▶ **WRITTEN INSTRUCTION**
Pull out each line of the items below that contains the string "mirror", matching case exactly.

Start of RECORDS SHOWN

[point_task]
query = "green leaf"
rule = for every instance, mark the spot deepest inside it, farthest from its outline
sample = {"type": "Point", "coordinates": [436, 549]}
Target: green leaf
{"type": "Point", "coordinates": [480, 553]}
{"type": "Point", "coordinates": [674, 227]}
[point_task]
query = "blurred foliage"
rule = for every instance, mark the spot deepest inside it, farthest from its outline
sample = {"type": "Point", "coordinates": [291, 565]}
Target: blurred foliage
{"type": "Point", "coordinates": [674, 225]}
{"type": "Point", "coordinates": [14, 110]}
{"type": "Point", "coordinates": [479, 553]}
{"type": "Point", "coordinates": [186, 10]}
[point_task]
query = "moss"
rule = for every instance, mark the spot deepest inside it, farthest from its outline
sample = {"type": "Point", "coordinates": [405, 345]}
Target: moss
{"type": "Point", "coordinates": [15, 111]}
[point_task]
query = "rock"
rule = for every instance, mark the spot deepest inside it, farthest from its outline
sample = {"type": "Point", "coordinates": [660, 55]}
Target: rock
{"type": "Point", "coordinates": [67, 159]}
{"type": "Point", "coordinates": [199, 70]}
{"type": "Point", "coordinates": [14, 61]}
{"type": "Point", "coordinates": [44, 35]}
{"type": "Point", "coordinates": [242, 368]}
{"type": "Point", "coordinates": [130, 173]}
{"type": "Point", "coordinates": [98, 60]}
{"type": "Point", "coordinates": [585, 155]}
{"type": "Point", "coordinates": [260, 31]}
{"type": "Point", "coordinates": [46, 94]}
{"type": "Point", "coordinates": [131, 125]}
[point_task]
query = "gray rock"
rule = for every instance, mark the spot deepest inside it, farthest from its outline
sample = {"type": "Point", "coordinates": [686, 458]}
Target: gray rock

End of RECORDS SHOWN
Start of RECORDS SHOWN

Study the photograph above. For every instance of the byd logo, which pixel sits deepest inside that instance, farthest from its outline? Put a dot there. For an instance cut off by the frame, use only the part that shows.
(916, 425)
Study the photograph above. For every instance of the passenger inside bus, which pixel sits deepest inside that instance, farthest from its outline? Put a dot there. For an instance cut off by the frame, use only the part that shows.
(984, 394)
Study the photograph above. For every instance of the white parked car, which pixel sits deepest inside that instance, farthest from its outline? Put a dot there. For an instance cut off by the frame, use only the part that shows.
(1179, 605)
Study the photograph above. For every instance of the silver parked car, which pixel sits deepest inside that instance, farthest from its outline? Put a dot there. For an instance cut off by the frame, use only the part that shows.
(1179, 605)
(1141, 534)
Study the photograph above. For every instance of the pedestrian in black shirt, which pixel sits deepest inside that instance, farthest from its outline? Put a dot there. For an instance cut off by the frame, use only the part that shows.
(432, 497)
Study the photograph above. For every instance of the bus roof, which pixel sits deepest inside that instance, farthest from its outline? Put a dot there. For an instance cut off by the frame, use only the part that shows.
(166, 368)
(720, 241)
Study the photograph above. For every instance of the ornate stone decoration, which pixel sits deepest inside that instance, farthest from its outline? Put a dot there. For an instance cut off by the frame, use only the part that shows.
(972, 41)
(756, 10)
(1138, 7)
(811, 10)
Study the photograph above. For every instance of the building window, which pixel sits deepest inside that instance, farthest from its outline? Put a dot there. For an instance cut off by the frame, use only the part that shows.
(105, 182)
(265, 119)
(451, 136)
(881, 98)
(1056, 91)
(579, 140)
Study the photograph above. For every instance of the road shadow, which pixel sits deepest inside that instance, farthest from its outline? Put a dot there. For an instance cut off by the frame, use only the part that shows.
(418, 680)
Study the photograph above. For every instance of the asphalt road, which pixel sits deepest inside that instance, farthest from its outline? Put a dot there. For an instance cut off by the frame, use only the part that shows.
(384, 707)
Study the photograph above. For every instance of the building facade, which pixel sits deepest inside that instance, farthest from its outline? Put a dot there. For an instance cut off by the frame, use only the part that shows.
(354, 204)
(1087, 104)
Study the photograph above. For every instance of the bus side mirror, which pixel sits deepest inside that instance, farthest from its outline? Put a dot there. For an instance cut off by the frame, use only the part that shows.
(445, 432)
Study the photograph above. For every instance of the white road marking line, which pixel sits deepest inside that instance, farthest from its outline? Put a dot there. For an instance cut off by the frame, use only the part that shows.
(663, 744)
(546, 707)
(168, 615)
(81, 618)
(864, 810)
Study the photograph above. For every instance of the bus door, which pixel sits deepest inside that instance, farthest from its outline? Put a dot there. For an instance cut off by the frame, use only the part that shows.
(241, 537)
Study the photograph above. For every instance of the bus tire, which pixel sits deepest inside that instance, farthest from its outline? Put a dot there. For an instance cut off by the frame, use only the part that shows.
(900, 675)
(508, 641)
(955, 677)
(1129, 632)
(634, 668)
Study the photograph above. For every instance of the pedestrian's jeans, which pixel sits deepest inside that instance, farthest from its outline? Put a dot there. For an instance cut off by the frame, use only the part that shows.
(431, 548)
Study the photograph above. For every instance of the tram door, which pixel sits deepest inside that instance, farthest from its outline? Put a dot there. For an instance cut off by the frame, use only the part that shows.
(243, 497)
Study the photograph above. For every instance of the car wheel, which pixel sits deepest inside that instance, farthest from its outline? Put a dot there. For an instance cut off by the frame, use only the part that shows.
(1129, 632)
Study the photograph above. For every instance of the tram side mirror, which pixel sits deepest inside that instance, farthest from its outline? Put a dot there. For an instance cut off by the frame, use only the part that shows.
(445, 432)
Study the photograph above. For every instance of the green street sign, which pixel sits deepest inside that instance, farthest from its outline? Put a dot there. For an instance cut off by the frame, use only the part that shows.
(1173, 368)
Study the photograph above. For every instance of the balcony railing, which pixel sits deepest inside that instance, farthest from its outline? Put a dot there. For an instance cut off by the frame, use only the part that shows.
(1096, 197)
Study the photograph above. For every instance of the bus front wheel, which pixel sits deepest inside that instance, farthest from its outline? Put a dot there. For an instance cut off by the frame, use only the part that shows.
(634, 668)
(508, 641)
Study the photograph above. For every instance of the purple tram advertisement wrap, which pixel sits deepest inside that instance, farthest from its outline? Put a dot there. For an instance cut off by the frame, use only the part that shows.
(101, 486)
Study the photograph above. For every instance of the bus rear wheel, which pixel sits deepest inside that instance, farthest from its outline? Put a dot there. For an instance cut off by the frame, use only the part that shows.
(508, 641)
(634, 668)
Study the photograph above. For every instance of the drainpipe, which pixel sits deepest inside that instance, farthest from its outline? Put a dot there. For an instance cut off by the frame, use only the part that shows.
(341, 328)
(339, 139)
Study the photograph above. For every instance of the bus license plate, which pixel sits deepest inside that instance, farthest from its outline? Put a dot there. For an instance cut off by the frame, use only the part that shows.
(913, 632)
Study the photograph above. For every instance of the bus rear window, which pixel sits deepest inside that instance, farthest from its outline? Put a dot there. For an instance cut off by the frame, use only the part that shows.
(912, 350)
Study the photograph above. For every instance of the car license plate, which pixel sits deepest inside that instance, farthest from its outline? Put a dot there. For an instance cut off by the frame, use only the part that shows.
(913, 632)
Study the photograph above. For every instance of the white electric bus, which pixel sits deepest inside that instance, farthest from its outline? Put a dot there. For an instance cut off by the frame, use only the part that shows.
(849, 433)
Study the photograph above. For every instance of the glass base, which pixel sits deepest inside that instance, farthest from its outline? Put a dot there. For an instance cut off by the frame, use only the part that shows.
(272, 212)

End of RECORDS SHOWN

▶ **EXERCISE ANSWER**
Study the photograph above. For every instance of the bus side mirror, which pixel sits deepest inside that instance, farthest from its outline? Put a dot there. For an instance cut off by the frame, use only the part that shows.
Study the photograph above. For every instance of the tram side mirror, which pixel sits deepest inside that instance, farthest from its outline? Put a dot there. For an instance cut off by the frame, use only the part that shows.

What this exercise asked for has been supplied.